--- START ---
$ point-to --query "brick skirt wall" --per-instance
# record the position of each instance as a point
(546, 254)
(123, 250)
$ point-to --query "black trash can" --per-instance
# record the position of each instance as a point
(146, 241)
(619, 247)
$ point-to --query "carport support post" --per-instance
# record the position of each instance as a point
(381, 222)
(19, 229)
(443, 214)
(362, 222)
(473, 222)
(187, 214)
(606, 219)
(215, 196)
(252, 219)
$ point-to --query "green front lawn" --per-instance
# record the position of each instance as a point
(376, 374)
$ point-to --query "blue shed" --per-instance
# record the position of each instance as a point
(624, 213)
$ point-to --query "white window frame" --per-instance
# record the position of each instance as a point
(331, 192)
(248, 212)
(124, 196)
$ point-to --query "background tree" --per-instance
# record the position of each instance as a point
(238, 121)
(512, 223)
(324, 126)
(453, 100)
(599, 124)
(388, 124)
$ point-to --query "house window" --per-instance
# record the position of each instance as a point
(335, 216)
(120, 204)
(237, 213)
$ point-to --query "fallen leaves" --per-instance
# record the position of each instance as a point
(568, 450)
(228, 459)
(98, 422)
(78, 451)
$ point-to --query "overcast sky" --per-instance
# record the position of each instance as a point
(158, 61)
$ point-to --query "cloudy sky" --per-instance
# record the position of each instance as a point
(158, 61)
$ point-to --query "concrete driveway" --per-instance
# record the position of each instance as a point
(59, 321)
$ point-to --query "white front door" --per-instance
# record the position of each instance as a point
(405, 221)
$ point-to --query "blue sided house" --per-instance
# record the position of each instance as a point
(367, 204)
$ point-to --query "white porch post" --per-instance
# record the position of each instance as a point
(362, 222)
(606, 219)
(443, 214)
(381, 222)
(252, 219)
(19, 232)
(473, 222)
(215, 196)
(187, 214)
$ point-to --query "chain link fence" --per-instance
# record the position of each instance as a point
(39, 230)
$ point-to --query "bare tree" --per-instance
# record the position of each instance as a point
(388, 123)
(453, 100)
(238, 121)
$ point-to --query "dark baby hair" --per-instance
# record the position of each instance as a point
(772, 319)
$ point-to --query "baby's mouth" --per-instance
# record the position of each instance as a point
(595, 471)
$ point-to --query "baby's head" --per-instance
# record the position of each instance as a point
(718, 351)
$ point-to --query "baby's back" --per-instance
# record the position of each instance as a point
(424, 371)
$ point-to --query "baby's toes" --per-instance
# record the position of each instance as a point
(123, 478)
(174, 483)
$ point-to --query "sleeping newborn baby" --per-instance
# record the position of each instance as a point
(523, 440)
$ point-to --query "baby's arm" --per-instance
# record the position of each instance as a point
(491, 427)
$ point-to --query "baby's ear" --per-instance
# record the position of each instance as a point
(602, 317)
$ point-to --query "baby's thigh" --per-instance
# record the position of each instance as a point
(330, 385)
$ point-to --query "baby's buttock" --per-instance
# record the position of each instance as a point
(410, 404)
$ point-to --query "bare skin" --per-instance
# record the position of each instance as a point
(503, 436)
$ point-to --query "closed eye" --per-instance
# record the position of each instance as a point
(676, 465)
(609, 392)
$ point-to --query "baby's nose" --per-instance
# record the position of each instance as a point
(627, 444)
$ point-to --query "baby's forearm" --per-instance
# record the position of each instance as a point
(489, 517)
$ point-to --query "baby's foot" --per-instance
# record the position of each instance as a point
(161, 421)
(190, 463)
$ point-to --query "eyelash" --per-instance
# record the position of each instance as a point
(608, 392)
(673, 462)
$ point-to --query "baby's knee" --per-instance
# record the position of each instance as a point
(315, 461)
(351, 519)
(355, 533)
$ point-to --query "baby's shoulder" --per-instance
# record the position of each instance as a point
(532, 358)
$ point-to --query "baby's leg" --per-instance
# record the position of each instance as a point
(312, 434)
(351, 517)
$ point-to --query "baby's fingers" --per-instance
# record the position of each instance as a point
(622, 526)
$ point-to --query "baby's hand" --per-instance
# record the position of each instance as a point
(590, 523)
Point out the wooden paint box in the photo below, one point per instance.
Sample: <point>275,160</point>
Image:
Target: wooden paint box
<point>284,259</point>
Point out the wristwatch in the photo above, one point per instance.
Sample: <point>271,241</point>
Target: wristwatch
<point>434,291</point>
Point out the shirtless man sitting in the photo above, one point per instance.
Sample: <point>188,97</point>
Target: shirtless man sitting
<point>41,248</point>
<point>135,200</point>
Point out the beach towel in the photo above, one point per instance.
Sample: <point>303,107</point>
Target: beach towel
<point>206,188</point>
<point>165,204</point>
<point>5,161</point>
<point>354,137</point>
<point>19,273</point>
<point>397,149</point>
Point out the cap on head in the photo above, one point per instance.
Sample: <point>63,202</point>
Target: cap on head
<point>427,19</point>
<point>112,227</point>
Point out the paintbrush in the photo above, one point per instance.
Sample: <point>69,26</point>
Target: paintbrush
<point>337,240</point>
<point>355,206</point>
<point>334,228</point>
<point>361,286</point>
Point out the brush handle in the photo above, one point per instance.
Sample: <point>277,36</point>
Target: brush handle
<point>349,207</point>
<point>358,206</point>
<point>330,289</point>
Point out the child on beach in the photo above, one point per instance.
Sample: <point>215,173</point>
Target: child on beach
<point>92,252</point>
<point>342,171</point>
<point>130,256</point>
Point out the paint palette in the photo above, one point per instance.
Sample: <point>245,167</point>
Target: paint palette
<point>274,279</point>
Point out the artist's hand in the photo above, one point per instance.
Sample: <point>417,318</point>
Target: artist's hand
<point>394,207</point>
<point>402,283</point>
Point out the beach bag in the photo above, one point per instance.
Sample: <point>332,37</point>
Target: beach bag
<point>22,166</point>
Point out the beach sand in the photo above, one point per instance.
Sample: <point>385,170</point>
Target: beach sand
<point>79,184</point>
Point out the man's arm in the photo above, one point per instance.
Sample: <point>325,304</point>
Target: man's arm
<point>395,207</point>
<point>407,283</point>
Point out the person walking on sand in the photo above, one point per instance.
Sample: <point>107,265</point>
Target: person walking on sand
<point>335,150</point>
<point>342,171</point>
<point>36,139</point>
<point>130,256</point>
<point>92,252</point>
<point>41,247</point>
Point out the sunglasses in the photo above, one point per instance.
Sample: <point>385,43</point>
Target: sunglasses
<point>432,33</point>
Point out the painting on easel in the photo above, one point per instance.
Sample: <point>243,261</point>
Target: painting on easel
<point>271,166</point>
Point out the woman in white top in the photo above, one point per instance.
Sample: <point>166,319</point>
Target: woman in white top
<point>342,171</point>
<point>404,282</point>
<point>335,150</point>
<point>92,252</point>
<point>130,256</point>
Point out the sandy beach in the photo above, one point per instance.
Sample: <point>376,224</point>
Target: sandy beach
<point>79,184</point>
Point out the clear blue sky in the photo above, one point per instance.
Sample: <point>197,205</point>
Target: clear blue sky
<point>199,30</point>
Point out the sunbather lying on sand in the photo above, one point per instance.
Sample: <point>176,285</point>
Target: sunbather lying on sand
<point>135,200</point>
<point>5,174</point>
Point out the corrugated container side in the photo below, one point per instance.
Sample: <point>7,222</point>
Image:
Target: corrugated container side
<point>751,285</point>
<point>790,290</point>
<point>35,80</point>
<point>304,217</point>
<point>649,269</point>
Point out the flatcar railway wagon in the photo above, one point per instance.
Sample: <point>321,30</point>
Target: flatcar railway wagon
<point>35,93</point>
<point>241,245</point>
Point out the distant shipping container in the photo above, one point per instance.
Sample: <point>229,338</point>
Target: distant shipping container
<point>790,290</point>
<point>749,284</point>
--- END ---
Exercise objective. Look through the material and find each line that includes "house", then copy it.

Answer to this task.
$ point-to --query "house window" --per-instance
$ point-to --query "blue sided house" --per-instance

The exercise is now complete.